*TASKS TO PERFORM:*
1 – Using the figure legends, explain in one to three sentences how the decoding comparisons in panels a and b of Extended Data Fig. 6 were matched, and what the gray values show.
2 – Write the next part of the figure legends, starting after the title line of Extended Data Fig. 7.

(TEXT PASSAGE Opens)

Extended Data Fig. 6
Extended Data Fig. 6. Semantic selectivity during naturalistic story narratives.
a, Comparison of average decoding performances (± s.d., blue, n = 200 iterations) for sentences and naturalistic story narratives, matched based on the number of neurons (left: 2 neurons, right: 5 neurons). b, Comparison of average decoding performances (± s.d., blue, n = 200 iterations) for sentences, matched based on the number of single-units or multi-units (left: 2 units, right: 5 units). Chance decoding performances are given in gray.
Extended Data Fig. 7
Extended Data Fig. 7. Population organization of semantic representations.

(TEXT PASSAGE Closes)
(ENTRIES PROVIDED Opens)

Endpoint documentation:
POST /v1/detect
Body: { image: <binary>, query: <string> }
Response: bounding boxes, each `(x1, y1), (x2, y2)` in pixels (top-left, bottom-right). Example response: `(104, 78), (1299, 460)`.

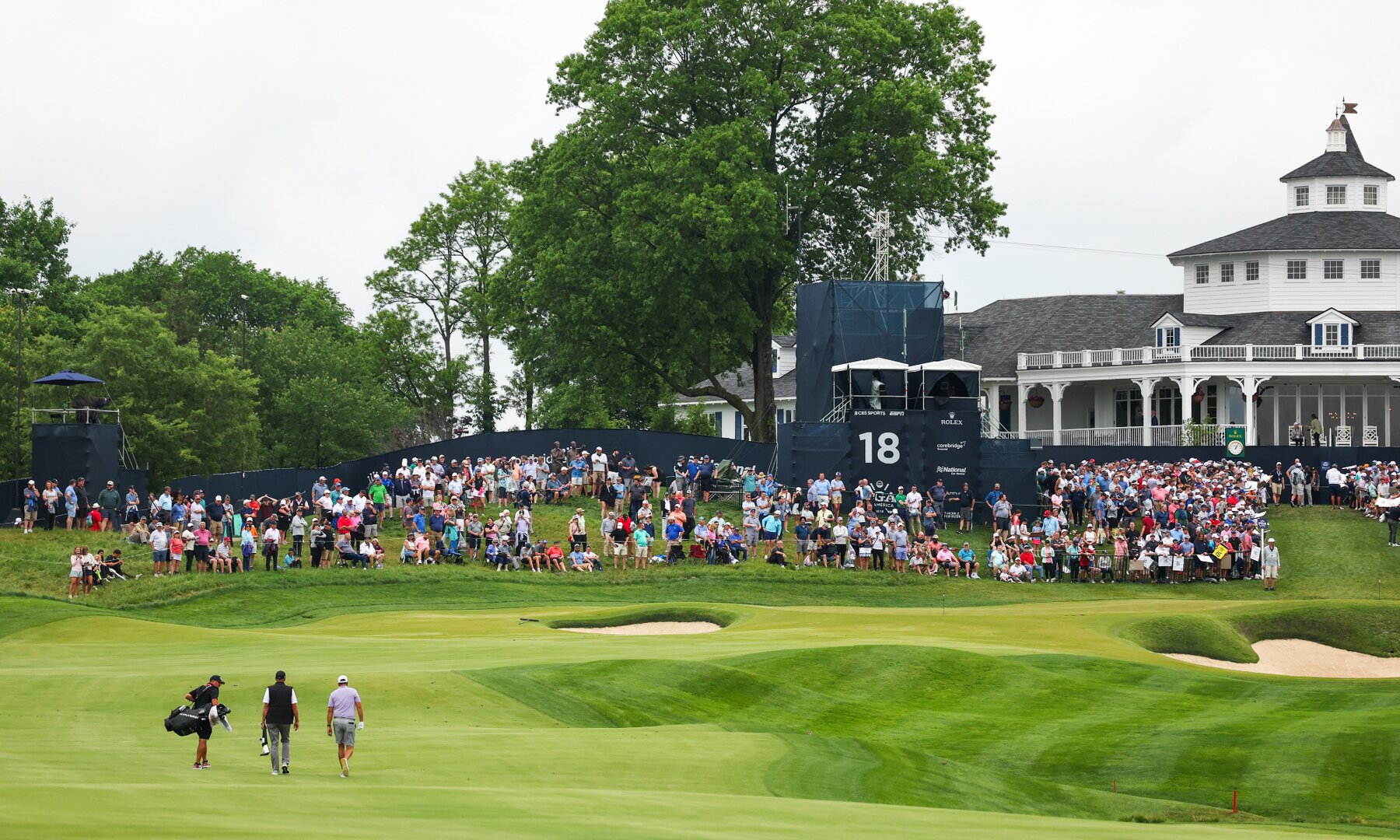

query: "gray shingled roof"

(ENTRIES PROVIDED Closes)

*RESPONSES TO THE TASKS:*
1 – In panel a, decoding for sentences and naturalistic story narratives was matched by the number of neurons: 2 neurons on the left and 5 on the right. In panel b, decoding for sentences was matched by the number of single-units or multi-units: 2 units on the left and 5 on the right. The gray values give chance decoding performance.

2 –
a, Contribution to percent variance explained in PC space for word projections across participants using a participant-dropping procedure (first 5-15 PCs; two-sided z-test; p > 0.7). b, Correlation between the vectoral cosine distances between PC-reduced word-projections derived from the neural data and PC-reduced vectors derived from the 300-dimensional word embedding space (n = 258,121 possible word-pairs; note that not all pairs were used for all recordings per neuron since certain words were not heard by all participants). c, Difference in neuronal activities (n = 19 neurons, p = 0.048, two-sided paired t-test, t(18) = 2.12) for word pairs whose vectoral cosine distances were far versus near in the word embedding space. d, Relation between neuronal activity and word meaning similarity using a non-embedding based ‘synset’ approach (n = 100 bins, Pearson’s correlation r = −0.76, p = 0.001). Here, the degree of similarity ranges from 0 to 1.0, with a value of 1.0 indicating that the words are highly similar in meaning (e.g., “canine” and “dog”) and 0 indicating that their meanings are largely distinct.